» **Task input**
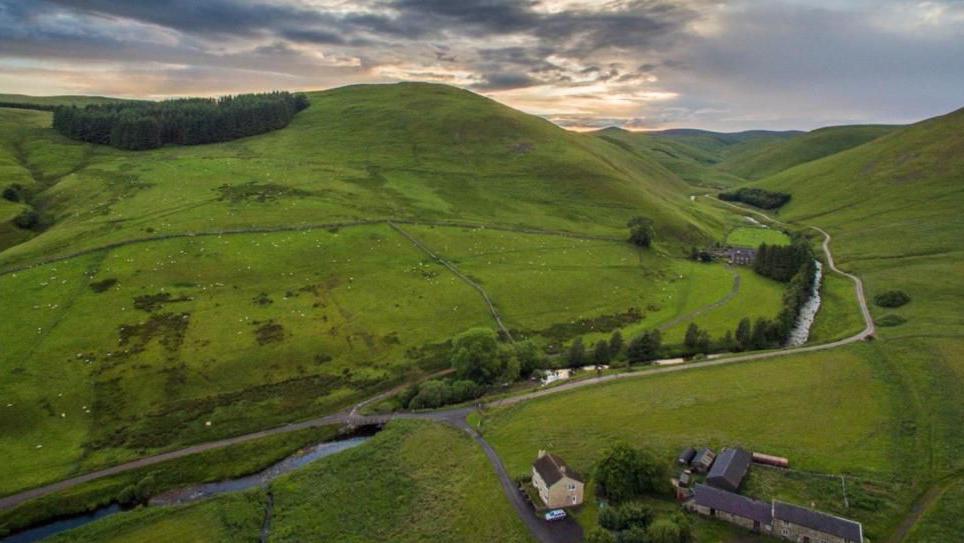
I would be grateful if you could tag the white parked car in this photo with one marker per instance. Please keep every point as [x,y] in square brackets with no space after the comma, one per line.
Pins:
[555,514]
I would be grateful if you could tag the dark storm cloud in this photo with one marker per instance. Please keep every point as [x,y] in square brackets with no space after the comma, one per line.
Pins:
[723,64]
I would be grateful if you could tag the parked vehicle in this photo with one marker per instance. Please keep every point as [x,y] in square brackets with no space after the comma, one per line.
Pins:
[555,514]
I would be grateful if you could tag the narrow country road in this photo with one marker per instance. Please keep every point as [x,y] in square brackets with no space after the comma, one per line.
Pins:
[542,531]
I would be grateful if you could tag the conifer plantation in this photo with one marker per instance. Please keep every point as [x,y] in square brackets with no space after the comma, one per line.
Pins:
[140,125]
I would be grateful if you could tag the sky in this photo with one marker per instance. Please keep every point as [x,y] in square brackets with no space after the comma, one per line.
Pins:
[640,64]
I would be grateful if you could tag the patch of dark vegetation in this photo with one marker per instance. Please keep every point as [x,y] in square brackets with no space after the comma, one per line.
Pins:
[27,105]
[892,298]
[891,320]
[561,332]
[258,192]
[169,328]
[322,358]
[151,302]
[268,332]
[139,125]
[430,356]
[14,193]
[103,285]
[181,421]
[522,148]
[763,199]
[29,219]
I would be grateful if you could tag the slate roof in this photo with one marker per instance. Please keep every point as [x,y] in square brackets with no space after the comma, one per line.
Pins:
[731,503]
[729,469]
[687,455]
[828,524]
[552,468]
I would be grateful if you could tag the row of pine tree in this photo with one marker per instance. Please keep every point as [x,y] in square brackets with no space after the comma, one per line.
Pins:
[139,125]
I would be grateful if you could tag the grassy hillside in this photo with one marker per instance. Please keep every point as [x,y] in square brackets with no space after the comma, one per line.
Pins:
[388,489]
[778,155]
[197,292]
[404,151]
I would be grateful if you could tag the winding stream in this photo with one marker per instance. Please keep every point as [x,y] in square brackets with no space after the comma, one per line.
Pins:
[801,329]
[195,492]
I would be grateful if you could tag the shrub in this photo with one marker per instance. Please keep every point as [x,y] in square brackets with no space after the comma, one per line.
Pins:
[625,473]
[891,298]
[763,199]
[891,320]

» **Problem**
Type the entries above out again exactly, with no pictures.

» **Exercise answer**
I would be grateful if you could tag the white parked car in this photo with one marker per instance. Please keep every point as [x,y] in square brackets with no space after the comma, one per line.
Pins:
[555,514]
I would be grateful if you could tag the dark storm cloud in this photo with one marker per instance. Please keep every point as [x,y] in square brackets with no space after the comma, one per line.
Pins:
[723,64]
I would be grateful if you could tag the parked vehicle in this photo with one marker per instance. Please keep every point as [x,y] in square brackets with no space after the comma, one per line.
Pins:
[555,514]
I would be grateful if you could tag the narrow country road in this photo with one marker per instance. Please keep every point as [x,y] in square brackets with no space after the comma, one per line.
Pins:
[542,531]
I would be grateful if you could tag the conifer plantation in this photo with one marker per instance. Please keep every point as [x,y] in square brackets with no space after the comma, one per line.
Pins:
[140,125]
I would be grateful if you could tag the sky in this photo with one marker per instance. Please keep every point as [x,y] in square brackets with no space after the comma, one per line.
Pins:
[640,64]
I would be grateful if you could tag the patch of dark vegetation in this photo with one marker per instance. Please keep every point as [x,y] in square brackets with no space after the comma, one per line.
Pins:
[27,105]
[892,298]
[891,320]
[561,332]
[258,192]
[169,328]
[322,358]
[151,302]
[268,332]
[139,125]
[430,356]
[14,193]
[103,285]
[181,421]
[522,148]
[763,199]
[29,219]
I would be grateful if you could tag the slate roof in this photo with one marker per instance. Please keep every point as [x,y] in square brackets with no space after the comma, one per line.
Pins:
[731,503]
[729,469]
[687,455]
[828,524]
[552,468]
I would be grateful if you could tag the row of pine tree in this photo with one marker per instance. Please keep every point as [x,y] in square brackets with no space after the comma, one per line.
Pins:
[139,125]
I would be grateful if you could tag the grassy hillside in this photo with one marker per instance. Please keep every point as [x,y] in square brackets with no space after the comma, one per line.
Pins:
[388,489]
[778,155]
[197,292]
[404,151]
I would be grateful if you could tag the winding stream in this photo with one marker per instance. Please keep every point as [x,y] in square brackets with no space after the comma, one per line.
Pins:
[801,329]
[195,492]
I would be grateful if you could tag the shrub in this photo with one marker per instance. Please keep every point as [x,y] in square brackets with no space after the comma, one per line.
Pins:
[625,473]
[891,298]
[763,199]
[891,320]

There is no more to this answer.